TASK INSTRUCTIONS:
1 - Please answer these questions about the Slurm bug thread:
(a) Which release will include the fix for the incorrect error message?
(b) What is the number of the attachment holding the strace dump?
(c) What does the strace log show happened to the connection?
2 - Rewrite the stretch of the Slurm bug thread from "Since the patchset" through "provide that output?", putting "patch series" in place of "patchset".

======== PROVIDED PASSAGE

Description Marco Induni 2021-04-20 03:23:51 MDT

Dear Support,
I've noticed that every time I do a query like this one 

curl -s -H X-SLURM-USER-NAME:minduni -H X-SLURM-USER-TOKEN:$SLURM_JWT -X GET 'http://slurmdb.cscs.ch:6822/slurm/v0.0.36/jobs'

I've got the results, but also this message in the log file

Apr 20 11:17:17 fojorina05 slurmrestd: slurmrestd: error: _handle_poll_event: [[fojorina04.cscs.ch]:44254] poll error: Unspecified error
Apr 20 11:17:17 fojorina05 slurmrestd[16223]: error: _handle_poll_event: [[fojorina04.cscs.ch]:44254] poll error: Unspecified error

Is something should I care or I can ignore it ?

Thank you for any advice.

Best regards,
Marco

Comment 1 Nate Rini 2021-04-20 08:34:45 MDT

(In reply to Marco Induni from comment #0)
> Apr 20 11:17:17 fojorina05 slurmrestd: slurmrestd: error:
> _handle_poll_event: [[fojorina04.cscs.ch]:44254] poll error: Unspecified
> error
> Apr 20 11:17:17 fojorina05 slurmrestd[16223]: error: _handle_poll_event:
> [[fojorina04.cscs.ch]:44254] poll error: Unspecified error
The incorrect error is getting dumped here. This has already been fixed in bug#11098 and will be included in 20.11.6.

> Is something should I care or I can ignore it ?
Generally, if poll() is returning an error then something happened to the connection outside of Slurm's control.

Since the patchset for bug#11098 is a little large, I rather not suggest just patching it in. Is it possible to run slurmrestd with strace instead and provide that output?

Comment 2 Marco Induni 2021-04-20 09:01:51 MDT

Created attachment 19048 [details]
Strace dump

Dear Nate,
attached the strace dump of the running process while I did the query and get the error.

Apparently seems that this error is thrown out when the query is executed not directly to the node, but trough a proxy server.

Could that be an explanation (I'm still testing if this is always the case)

Kind regards,
Marco

Comment 3 Nate Rini 2021-04-20 15:31:00 MDT

(In reply to Marco Induni from comment #2)
> Created attachment 19048 [details]
> Strace dump
> 16236 <... poll resumed>)               = 1 ([{fd=8, revents=POLLIN|POLLERR|POLLHUP}])

The strace log shows that the connection was closed (probably reset) with incoming data.
 
> Apparently seems that this error is thrown out when the query is executed
> not directly to the node, but trough a proxy server.
> 
> Could that be an explanation (I'm still testing if this is always the case)
It's possible the proxy errored out and closed the connection early. Was there an error in the proxy's logs?

================
======== EXCERPTED RECORDS

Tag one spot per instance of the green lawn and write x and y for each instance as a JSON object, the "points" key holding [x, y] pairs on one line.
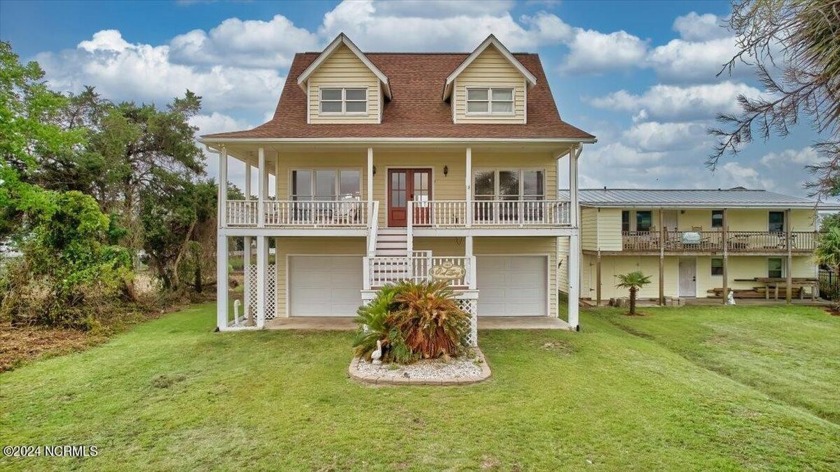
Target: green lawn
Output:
{"points": [[680, 389]]}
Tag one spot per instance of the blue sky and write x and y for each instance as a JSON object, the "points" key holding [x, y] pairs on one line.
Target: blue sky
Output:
{"points": [[639, 75]]}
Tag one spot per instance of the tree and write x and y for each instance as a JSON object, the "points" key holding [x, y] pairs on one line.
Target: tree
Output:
{"points": [[634, 281], [794, 47]]}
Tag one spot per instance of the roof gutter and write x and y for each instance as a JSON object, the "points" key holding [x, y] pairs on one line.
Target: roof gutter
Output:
{"points": [[208, 140]]}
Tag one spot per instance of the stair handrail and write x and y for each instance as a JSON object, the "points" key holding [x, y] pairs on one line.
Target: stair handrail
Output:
{"points": [[373, 227]]}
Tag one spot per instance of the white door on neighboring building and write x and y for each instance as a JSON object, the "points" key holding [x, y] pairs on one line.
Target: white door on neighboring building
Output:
{"points": [[324, 285], [688, 277], [512, 285]]}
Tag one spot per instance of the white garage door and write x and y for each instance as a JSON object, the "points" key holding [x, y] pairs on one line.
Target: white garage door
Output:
{"points": [[325, 285], [511, 285]]}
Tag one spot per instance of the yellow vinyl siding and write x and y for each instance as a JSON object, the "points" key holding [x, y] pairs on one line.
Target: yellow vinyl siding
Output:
{"points": [[609, 229], [490, 69], [344, 69], [589, 228], [563, 262], [311, 246]]}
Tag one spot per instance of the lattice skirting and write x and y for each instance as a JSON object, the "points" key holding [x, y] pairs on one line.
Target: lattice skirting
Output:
{"points": [[270, 291], [471, 306]]}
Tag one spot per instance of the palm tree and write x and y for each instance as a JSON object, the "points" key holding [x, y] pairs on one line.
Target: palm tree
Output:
{"points": [[634, 281]]}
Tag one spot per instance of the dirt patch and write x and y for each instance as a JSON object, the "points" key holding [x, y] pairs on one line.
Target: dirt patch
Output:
{"points": [[19, 345]]}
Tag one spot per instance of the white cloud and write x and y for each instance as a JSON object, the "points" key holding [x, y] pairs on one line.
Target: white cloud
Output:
{"points": [[251, 43], [733, 174], [142, 72], [800, 157], [376, 27], [687, 61], [679, 103], [695, 27], [594, 52], [656, 137]]}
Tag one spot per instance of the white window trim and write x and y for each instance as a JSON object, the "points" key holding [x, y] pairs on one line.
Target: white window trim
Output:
{"points": [[783, 266], [489, 100], [337, 184], [343, 111], [521, 170]]}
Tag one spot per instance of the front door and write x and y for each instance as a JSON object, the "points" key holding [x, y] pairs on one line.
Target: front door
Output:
{"points": [[688, 277], [405, 185]]}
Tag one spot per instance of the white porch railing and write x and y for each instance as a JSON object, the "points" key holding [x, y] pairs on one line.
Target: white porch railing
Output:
{"points": [[419, 267], [288, 213], [522, 213]]}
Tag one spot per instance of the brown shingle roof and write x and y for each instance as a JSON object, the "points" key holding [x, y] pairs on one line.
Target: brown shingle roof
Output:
{"points": [[417, 110]]}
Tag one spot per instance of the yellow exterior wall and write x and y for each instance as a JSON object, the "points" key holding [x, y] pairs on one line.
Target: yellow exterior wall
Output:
{"points": [[589, 228], [490, 69], [344, 69], [563, 262], [310, 246]]}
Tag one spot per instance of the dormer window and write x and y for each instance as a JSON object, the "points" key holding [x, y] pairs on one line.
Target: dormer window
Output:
{"points": [[344, 101], [490, 101]]}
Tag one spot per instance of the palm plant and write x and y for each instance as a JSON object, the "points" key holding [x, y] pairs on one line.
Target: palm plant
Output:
{"points": [[634, 281]]}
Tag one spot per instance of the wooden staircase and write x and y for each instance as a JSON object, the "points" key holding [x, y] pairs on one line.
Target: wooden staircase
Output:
{"points": [[392, 242]]}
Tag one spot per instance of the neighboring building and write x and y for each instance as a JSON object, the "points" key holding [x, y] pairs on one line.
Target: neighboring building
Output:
{"points": [[698, 243], [396, 165]]}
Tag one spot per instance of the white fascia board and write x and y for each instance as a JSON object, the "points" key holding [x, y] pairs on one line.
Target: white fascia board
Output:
{"points": [[532, 80]]}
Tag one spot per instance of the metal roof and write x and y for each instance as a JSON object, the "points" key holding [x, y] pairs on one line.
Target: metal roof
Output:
{"points": [[686, 198]]}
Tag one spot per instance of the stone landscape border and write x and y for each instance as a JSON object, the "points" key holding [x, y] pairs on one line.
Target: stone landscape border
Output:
{"points": [[356, 374]]}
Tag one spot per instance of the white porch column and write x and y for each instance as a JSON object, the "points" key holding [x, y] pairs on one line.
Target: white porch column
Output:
{"points": [[468, 186], [574, 280], [248, 282], [223, 187], [262, 267], [370, 175], [574, 240], [221, 280], [261, 190], [247, 181], [468, 253], [574, 211]]}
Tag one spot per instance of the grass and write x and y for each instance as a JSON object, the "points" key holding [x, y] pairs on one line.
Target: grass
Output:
{"points": [[691, 388]]}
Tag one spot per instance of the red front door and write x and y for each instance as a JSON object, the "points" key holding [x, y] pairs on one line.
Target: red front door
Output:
{"points": [[405, 185]]}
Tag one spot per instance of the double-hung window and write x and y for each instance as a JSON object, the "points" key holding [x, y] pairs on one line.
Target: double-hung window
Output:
{"points": [[341, 101], [311, 186], [490, 101], [506, 195]]}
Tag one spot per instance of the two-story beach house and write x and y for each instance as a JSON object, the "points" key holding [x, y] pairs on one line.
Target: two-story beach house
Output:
{"points": [[392, 166], [699, 243]]}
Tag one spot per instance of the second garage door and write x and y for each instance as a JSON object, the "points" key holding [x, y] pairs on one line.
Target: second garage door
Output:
{"points": [[324, 285], [511, 285]]}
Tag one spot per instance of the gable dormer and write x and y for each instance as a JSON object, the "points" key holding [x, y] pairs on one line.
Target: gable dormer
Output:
{"points": [[343, 86], [490, 86]]}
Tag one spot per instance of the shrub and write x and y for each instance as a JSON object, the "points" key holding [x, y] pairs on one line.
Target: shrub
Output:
{"points": [[414, 321]]}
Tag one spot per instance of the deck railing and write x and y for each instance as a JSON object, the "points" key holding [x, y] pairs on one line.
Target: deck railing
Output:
{"points": [[713, 241], [433, 213], [520, 213], [288, 213]]}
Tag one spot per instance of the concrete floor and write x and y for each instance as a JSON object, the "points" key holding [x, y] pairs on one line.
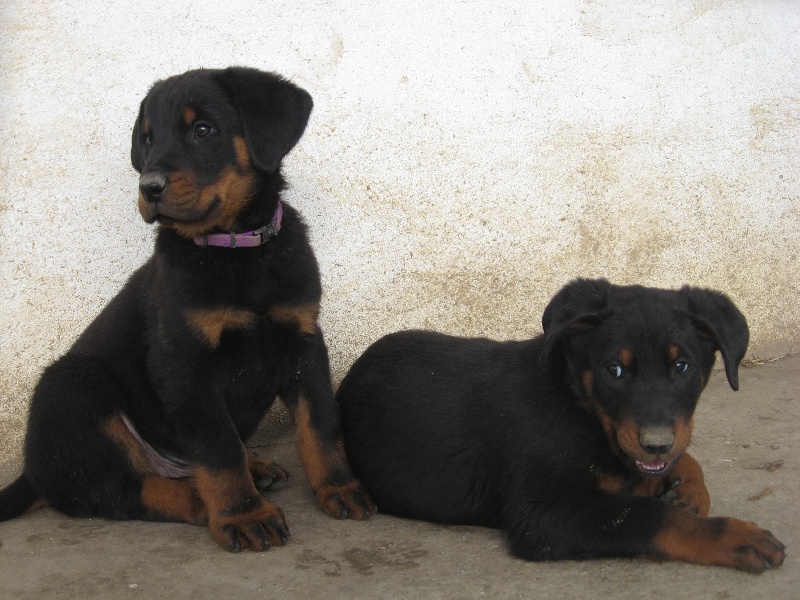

================

REPLIES:
1 -
(a) 20.11.6
(b) 19048
(c) The connection was closed (probably reset) with incoming data.

2 -
Since the patch series for bug#11098 is a little large, I rather not suggest just patching it in. Is it possible to run slurmrestd with strace instead and provide that output?